Climbing Borlotti

Whilst many vegetables could be considered attractive to look at, one or two could be considered works of art. Turks Turban is one and borlotti beans another. These Italian beans have pink and white splashed outer pods hiding several rich creamy white beans with a Jackson Pollock of purple, pink or red splashes. They are a beautiful as well as being an easy to grow and delicious addition to your allotment.

When you harvest, the pods should be completely dried out. Remove the bean seeds from the pods and you might want to give them some additional hour in a dehydrator or an oven on its lowest setting with the door ajar just to make sure they are dried out. Then store in an air tight container where they will keep for at least a year.

Raw beans can be toxic so make sure you follow the instructions below.

In the kitchen

Use borlotti in hearty soups and stews and as a replacement for haricot in the French classic cassoulet. You can also use them as a side dish or as part of a salad, cooked with some herbs (rosemary and winter or summer savoury are ideal), some garlic and olive oil. They will loose most of their lovely colouring when cooked.

To cook dried beans, cover the beans in double their weight in water and soak for at least seven hours.

Discard the water and place in a heavy bottomed pan with double their volume of water. Bring to the boil and boil for ten minutes.

### Stored data entries
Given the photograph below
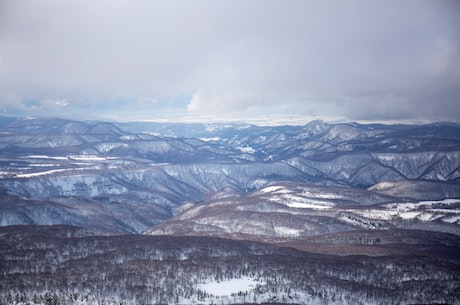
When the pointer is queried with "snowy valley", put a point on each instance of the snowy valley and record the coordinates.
(228, 213)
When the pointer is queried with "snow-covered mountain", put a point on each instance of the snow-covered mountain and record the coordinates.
(230, 213)
(60, 171)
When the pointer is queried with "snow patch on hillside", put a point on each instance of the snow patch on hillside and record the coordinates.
(230, 286)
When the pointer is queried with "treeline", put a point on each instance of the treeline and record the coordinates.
(58, 265)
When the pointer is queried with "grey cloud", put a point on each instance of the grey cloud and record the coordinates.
(352, 59)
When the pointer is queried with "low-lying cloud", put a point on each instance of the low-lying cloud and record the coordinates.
(353, 60)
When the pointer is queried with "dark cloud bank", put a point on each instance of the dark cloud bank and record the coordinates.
(347, 60)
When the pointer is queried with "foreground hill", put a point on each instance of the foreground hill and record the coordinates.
(229, 213)
(62, 265)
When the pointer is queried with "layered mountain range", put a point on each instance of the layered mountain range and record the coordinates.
(386, 196)
(93, 174)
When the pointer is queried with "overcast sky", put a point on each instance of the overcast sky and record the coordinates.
(267, 61)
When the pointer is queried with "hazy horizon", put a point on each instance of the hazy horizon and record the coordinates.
(228, 61)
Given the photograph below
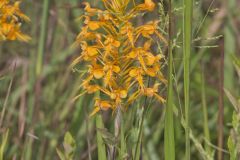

### What to do
1 - According to the borlotti bean text, how long should dried beans be soaked before cooking?
2 - In the borlotti bean text, rewrite the stretch from "When you harvest, the" through "colouring when cooked.", substituting "casseroles" for "stews".
3 - Resume the borlotti bean text after its final sentence.
None of what is asked here involves the records.

### Responses per task
1 - At least seven hours.

2 -
When you harvest, the pods should be completely dried out. Remove the bean seeds from the pods and you might want to give them some additional hour in a dehydrator or an oven on its lowest setting with the door ajar just to make sure they are dried out. Then store in an air tight container where they will keep for at least a year.

Raw beans can be toxic so make sure you follow the instructions below.

In the kitchen

Use borlotti in hearty soups and casseroles and as a replacement for haricot in the French classic cassoulet. You can also use them as a side dish or as part of a salad, cooked with some herbs (rosemary and winter or summer savoury are ideal), some garlic and olive oil. They will loose most of their lovely colouring when cooked.

3 -
Cover and simmer on the hob or in an oven heated to about 160 degrees C for roughly an hour until the beans are soft. If using a pressure cooker follow your appliance instructions. Add the fully cooked beans to your chosen dish at the end of cooking or follow the recipe.

Do not be tempted to eat undercooked beans of any sort as they can be toxic. Do not cook dried beans in a slow cooker as the temperature is insufficient to destroy the toxins.

Plant health & Yield

Borlotti are easy to grow in the UK and don’t suffer much from pests or disease although slugs may target young plants and black fly may be a problem in bad summers. Pinch out and destroy any affected tips.

8 plants yields about 500g of dried beans.

Suppliers

Thompson and Morgan

Organic Gardening Catalogue

Marshall’s

Mr Fothergills

Growing

Sow indoors no more than three weeks before the last frost, 5 cm deep in root trainers or a 9cm pot. Once all risk of frost has passed, harden off the beans by placing outside during the day and bringing in at night or placing in a cold frame and lifting the lid during the day. Repeat for a week. Plant out, 15cm apart and 60cm between rows.

Alternatively sow directly in mid May.

They will need a trellis or other support up to two metres high. You will need to tie them to the support at first but after that they should climb up themselves.

Remove the tips once the beans have reached the top of the support. Keep well watered and in July mulch with compost.